| GIVEN EXERCISE |
Copy every row below word for word, leaving the pictures out of your answer.

____ INFORMATION GIVEN

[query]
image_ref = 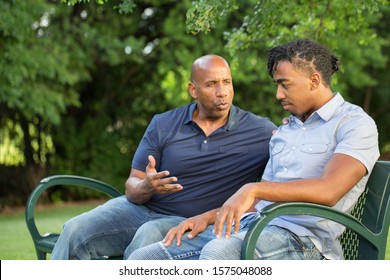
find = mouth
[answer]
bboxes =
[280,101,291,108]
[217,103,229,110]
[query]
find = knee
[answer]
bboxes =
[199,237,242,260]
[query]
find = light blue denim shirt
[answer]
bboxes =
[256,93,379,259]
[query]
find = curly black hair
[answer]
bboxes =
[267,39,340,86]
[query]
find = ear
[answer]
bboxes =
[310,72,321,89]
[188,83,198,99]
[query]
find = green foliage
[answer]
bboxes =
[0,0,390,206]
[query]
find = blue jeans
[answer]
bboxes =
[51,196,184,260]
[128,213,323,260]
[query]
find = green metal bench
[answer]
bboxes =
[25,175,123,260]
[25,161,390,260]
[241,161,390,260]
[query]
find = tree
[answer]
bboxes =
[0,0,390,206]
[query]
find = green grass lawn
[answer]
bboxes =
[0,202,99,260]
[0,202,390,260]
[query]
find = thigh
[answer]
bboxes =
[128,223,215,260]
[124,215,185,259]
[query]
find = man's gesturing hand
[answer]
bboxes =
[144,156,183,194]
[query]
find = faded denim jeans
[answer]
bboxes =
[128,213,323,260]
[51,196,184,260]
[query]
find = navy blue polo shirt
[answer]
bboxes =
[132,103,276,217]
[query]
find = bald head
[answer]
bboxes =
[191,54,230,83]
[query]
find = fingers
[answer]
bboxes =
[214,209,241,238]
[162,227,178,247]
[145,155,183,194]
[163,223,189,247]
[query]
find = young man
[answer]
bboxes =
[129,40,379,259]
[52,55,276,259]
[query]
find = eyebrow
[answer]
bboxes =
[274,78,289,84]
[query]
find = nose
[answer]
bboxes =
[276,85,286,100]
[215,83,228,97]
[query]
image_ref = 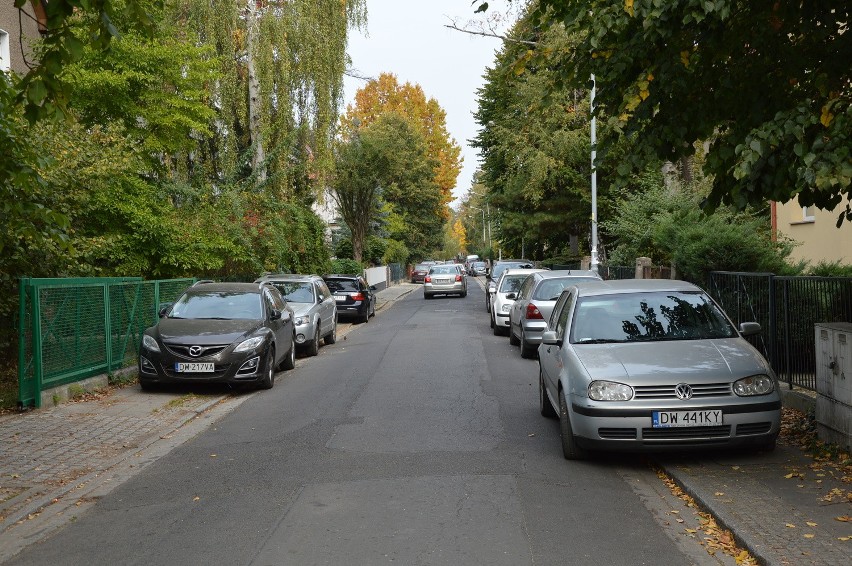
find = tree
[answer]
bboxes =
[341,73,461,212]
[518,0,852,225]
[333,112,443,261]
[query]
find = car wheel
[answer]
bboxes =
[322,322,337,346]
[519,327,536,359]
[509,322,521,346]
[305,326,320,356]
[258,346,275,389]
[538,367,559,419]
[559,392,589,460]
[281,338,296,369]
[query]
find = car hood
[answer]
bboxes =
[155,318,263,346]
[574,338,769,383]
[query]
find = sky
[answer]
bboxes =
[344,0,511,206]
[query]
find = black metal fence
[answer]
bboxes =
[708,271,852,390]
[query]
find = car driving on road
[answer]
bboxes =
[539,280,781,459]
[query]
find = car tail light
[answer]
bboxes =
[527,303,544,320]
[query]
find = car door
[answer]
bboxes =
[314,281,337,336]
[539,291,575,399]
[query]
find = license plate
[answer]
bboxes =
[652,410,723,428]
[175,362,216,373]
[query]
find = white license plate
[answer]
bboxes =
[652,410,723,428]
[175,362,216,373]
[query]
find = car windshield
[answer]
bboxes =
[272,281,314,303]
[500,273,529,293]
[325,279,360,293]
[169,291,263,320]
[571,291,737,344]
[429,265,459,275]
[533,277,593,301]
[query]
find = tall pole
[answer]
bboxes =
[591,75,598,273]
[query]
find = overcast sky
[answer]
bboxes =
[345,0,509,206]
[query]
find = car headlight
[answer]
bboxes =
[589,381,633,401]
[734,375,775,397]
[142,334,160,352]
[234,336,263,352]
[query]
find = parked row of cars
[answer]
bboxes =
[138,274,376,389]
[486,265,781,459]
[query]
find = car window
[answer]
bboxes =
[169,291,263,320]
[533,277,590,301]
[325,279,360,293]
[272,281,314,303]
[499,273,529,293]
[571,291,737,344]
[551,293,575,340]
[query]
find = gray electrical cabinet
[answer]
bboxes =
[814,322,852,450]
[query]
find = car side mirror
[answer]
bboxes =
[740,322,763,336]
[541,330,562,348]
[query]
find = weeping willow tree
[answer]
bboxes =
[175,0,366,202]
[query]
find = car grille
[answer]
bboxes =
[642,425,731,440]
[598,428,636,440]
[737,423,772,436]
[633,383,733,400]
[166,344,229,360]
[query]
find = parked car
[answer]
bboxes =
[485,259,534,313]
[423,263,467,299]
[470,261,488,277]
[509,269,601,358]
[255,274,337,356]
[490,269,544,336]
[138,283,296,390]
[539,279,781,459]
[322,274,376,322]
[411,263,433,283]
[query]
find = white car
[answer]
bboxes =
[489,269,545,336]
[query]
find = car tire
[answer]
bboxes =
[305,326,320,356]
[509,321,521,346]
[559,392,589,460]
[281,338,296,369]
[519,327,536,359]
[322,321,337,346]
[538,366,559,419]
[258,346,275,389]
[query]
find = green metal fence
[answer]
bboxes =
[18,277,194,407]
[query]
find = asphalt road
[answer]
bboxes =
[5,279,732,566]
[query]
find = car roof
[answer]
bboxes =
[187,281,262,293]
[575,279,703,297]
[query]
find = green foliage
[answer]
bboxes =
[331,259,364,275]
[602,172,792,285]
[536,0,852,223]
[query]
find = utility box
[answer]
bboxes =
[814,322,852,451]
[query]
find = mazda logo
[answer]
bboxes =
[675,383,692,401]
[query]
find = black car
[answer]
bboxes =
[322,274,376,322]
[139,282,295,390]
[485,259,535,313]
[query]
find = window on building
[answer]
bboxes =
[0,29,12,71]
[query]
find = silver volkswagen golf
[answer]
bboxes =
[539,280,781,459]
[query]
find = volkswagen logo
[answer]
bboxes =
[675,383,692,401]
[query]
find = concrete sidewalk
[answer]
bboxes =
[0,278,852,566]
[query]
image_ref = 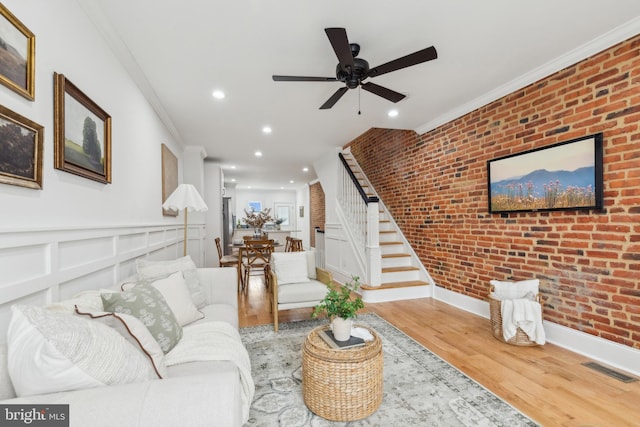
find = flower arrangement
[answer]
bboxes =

________

| FULL RESPONSE |
[query]
image_ref = 
find = mouth
[answer]
bboxes =
[280,101,291,108]
[217,103,229,110]
[query]
find = knee
[answer]
bboxes =
[199,237,242,260]
[query]
find = light blue denim shirt
[answer]
bboxes =
[256,93,379,259]
[query]
find = curly black hair
[answer]
bboxes =
[267,39,340,86]
[query]
find = ear
[answer]
bboxes =
[310,72,321,89]
[188,83,198,99]
[query]
find = green foliage
[answer]
bboxes =
[0,0,390,206]
[query]
find = blue jeans
[answer]
bboxes =
[51,196,184,260]
[128,213,323,260]
[query]
find = green metal bench
[answer]
bboxes =
[25,175,123,260]
[25,161,390,260]
[241,161,390,260]
[query]
find = tree
[answer]
bboxes =
[0,0,390,206]
[query]
find = green grass lawn
[answer]
bboxes =
[0,202,99,260]
[0,202,390,260]
[query]
find = thigh
[answer]
bboxes =
[128,223,215,260]
[124,215,185,259]
[query]
find = man's gesturing hand
[answer]
bboxes =
[144,156,183,194]
[query]
find = faded denim jeans
[answer]
bboxes =
[128,213,323,260]
[51,196,184,260]
[query]
find = navy blue polo shirt
[answer]
bboxes =
[132,103,276,217]
[query]
find = bald head
[answer]
bboxes =
[191,54,230,83]
[query]
find = fingers
[answer]
bboxes =
[214,209,241,238]
[162,227,178,247]
[145,155,183,194]
[163,223,189,247]
[query]
find = young man
[answer]
bboxes =
[129,40,379,259]
[52,55,276,259]
[query]
find = eyebrow
[answer]
bboxes =
[274,78,289,84]
[query]
find = nose
[answer]
bboxes =
[276,85,286,100]
[215,83,228,97]
[query]
image_ref = 
find = tree
[answer]
bboxes =
[341,73,461,212]
[518,0,852,225]
[333,112,443,261]
[query]
find = car wheel
[answer]
bboxes =
[322,322,337,346]
[519,327,536,359]
[509,322,521,346]
[305,326,320,356]
[258,346,275,389]
[538,367,559,419]
[559,392,589,460]
[281,338,296,369]
[query]
find = car hood
[answer]
bboxes =
[155,318,263,346]
[574,338,769,383]
[query]
find = sky
[answer]
bboxes =
[344,0,511,206]
[query]
find = black metal fence
[answer]
bboxes =
[708,271,852,390]
[query]
find = car driving on road
[answer]
bboxes =
[539,280,781,459]
[query]
find = car tail light
[answer]
bboxes =
[527,303,544,320]
[query]
find = car door
[answer]
bboxes =
[314,281,337,336]
[539,291,575,399]
[query]
find = license plate
[answer]
bboxes =
[652,410,723,428]
[175,362,216,373]
[query]
find = white license plate
[answer]
bboxes =
[652,410,723,428]
[175,362,216,373]
[query]
find = car windshield
[answer]
bboxes =
[272,281,314,303]
[500,273,529,293]
[325,279,360,293]
[169,291,263,320]
[571,291,737,344]
[429,265,459,275]
[533,277,593,301]
[query]
find = tall pole
[answer]
bboxes =
[591,75,598,273]
[query]
find = overcast sky
[answer]
bboxes =
[345,0,509,206]
[query]
find = car headlight
[answer]
bboxes =
[589,381,633,401]
[734,375,775,397]
[142,334,160,352]
[234,336,263,352]
[query]
find = parked row of cars
[answer]
bboxes =
[138,274,376,389]
[486,265,781,459]
[query]
find = car window
[answer]
bboxes =
[169,291,263,320]
[533,277,590,301]
[325,279,360,293]
[272,281,314,303]
[499,273,529,293]
[571,291,737,344]
[551,293,575,340]
[query]
find = gray electrical cabinet
[answer]
bboxes =
[814,322,852,450]
[query]
find = car side mirror
[answer]
bboxes =
[740,322,763,336]
[541,330,562,348]
[query]
find = weeping willow tree
[answer]
bboxes =
[175,0,366,202]
[query]
find = car grille
[answer]
bboxes =
[642,425,731,440]
[598,428,636,440]
[737,423,772,436]
[633,383,733,400]
[166,344,229,360]
[query]
find = parked car
[answer]
bboxes =
[485,259,534,313]
[423,263,467,299]
[470,261,488,277]
[509,269,601,358]
[255,274,337,356]
[490,269,544,336]
[138,283,296,390]
[539,279,781,459]
[322,274,376,322]
[411,263,433,283]
[query]
find = white car
[answer]
bboxes =
[489,269,545,336]
[query]
find = car tire
[answer]
bboxes =
[305,326,320,356]
[509,321,521,346]
[559,392,589,460]
[281,338,296,369]
[519,327,536,359]
[322,321,337,346]
[538,366,559,419]
[258,346,275,389]
[query]
find = green metal fence
[answer]
bboxes =
[18,277,194,407]
[query]
find = asphalt road
[answer]
bboxes =
[5,279,732,566]
[query]
find = car roof
[answer]
bboxes =
[187,281,262,293]
[575,279,703,297]
[query]
find = green foliage
[answer]
bboxes =
[331,259,364,275]
[602,172,792,285]
[536,0,852,223]
[query]
find = utility box
[answer]
bboxes =
[814,322,852,451]
[query]
find = mazda logo
[answer]
bboxes =
[675,383,692,401]
[query]
find = black car
[answer]
bboxes =
[322,274,376,322]
[139,282,295,390]
[485,259,535,313]
[query]
find = window on building
[answer]
bboxes =
[0,29,12,71]
[query]
find = silver volkswagen golf
[answer]
bboxes =
[539,280,781,459]
[query]
find = volkswagen logo
[answer]
bboxes =
[675,383,692,401]
[query]
find = concrete sidewalk
[answer]
bboxes =
[0,278,852,566]
[query]
image_ref = 
find = flower arrangement
[answer]
bboxes =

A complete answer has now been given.